Provided records:

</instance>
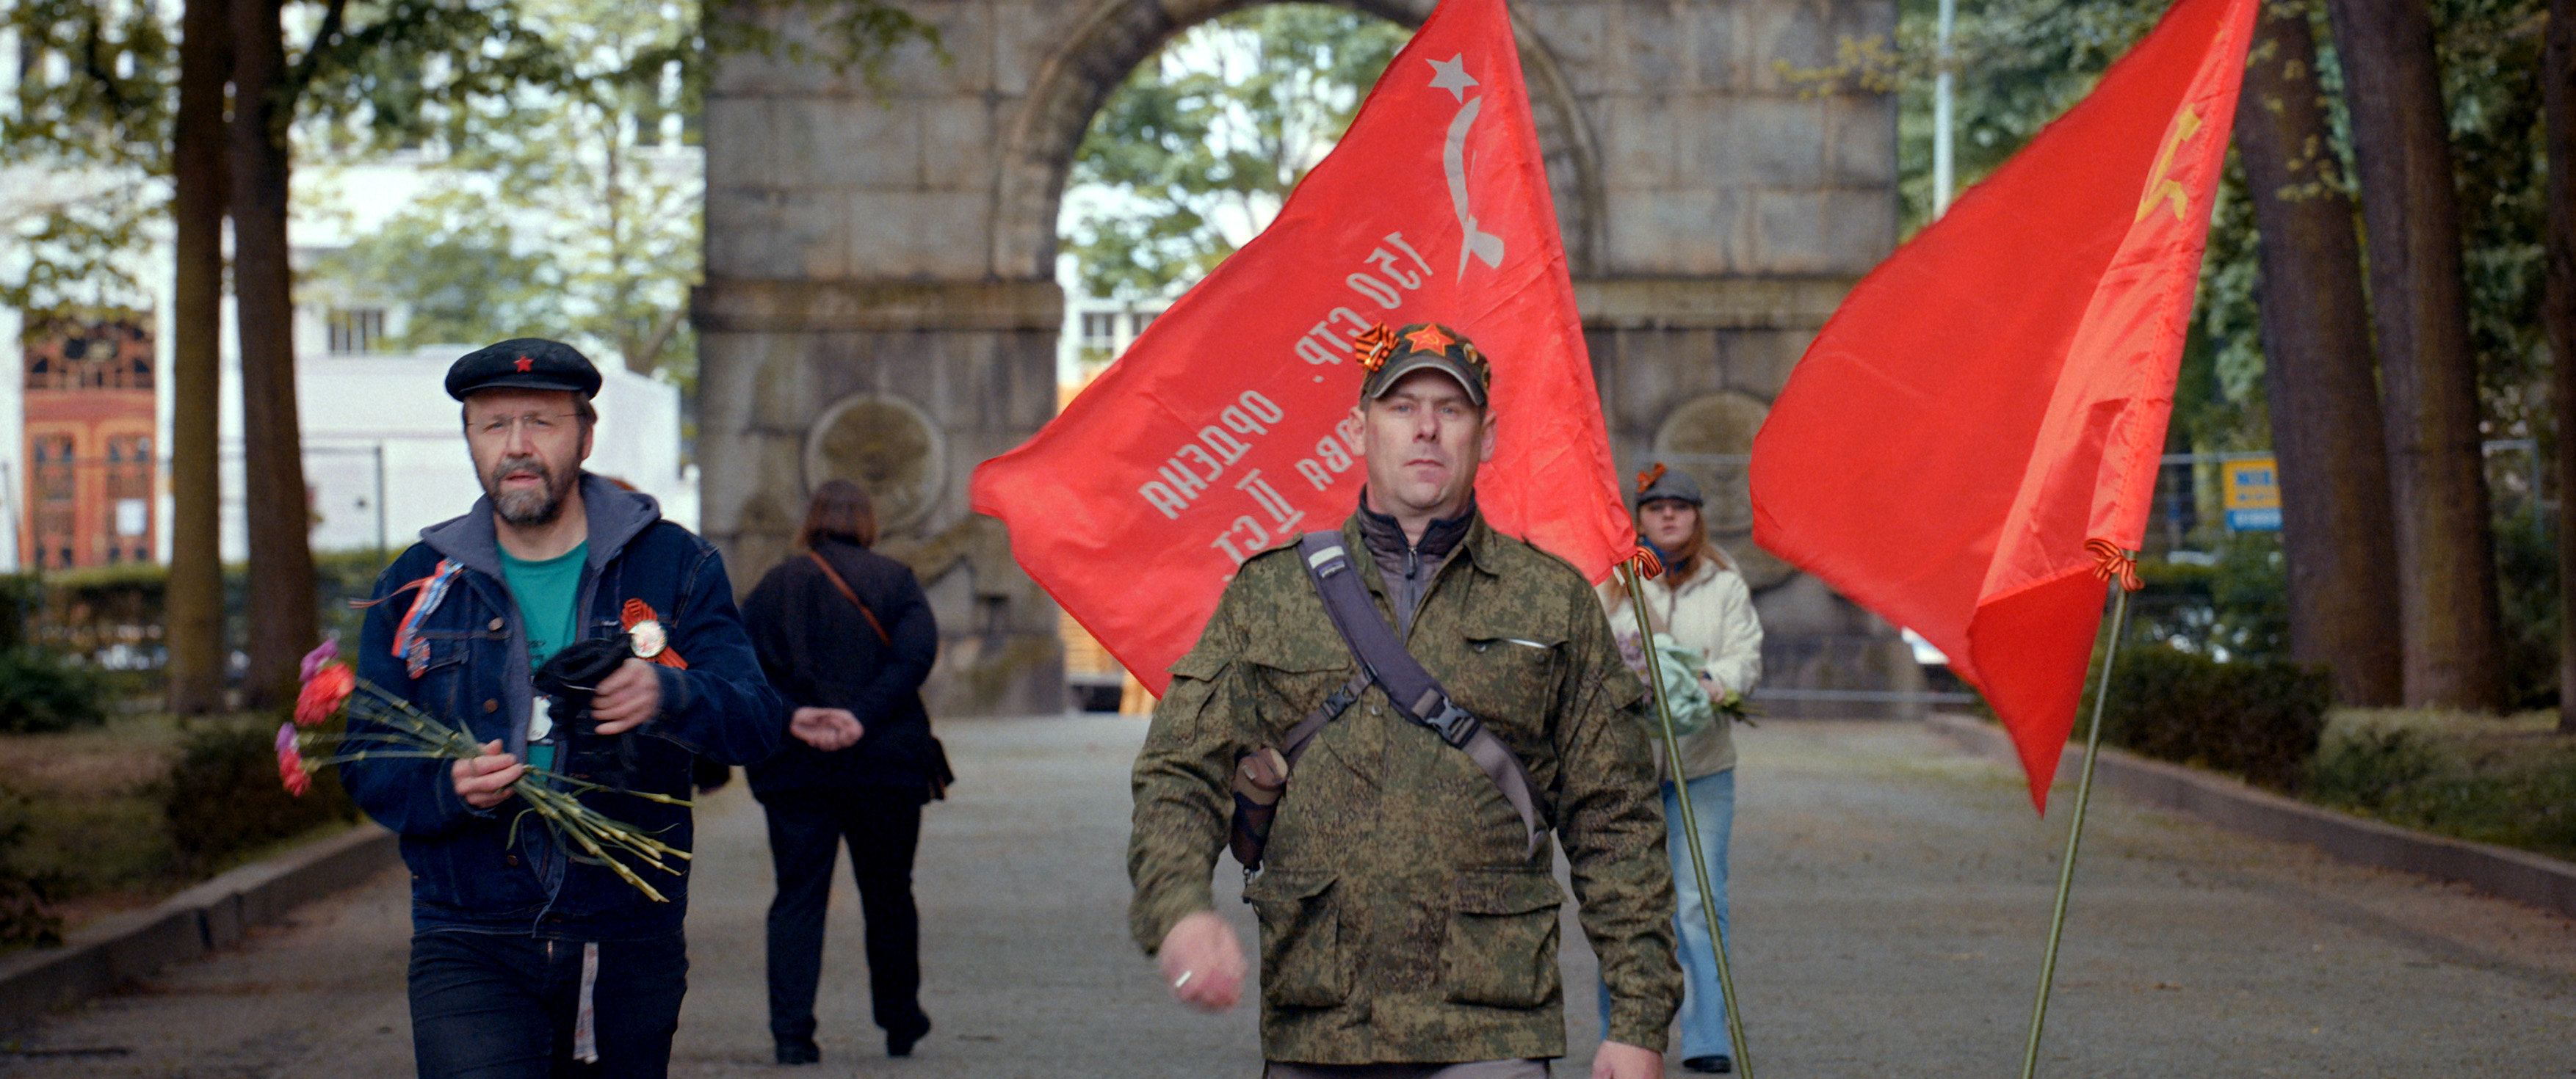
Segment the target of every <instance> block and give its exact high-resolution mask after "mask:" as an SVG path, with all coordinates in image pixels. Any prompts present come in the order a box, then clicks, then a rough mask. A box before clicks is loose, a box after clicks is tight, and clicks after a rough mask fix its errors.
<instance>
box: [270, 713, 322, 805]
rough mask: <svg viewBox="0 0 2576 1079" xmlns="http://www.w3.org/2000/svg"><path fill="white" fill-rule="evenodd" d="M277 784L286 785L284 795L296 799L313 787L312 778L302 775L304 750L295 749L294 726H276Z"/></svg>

Your objective: Find every line in the records above that holds the word "instance", and copy each one.

Answer to the problem:
</instance>
Segment the target of every <instance> block and give its exact high-resolution mask after "mask:" as an SVG path, with all coordinates in image pixels. Any prompts present come in the order a box, then clicks, then a rough mask. A box before clicks is loose, a box after clicks is tight, and clicks after a rough mask fix its errors.
<instance>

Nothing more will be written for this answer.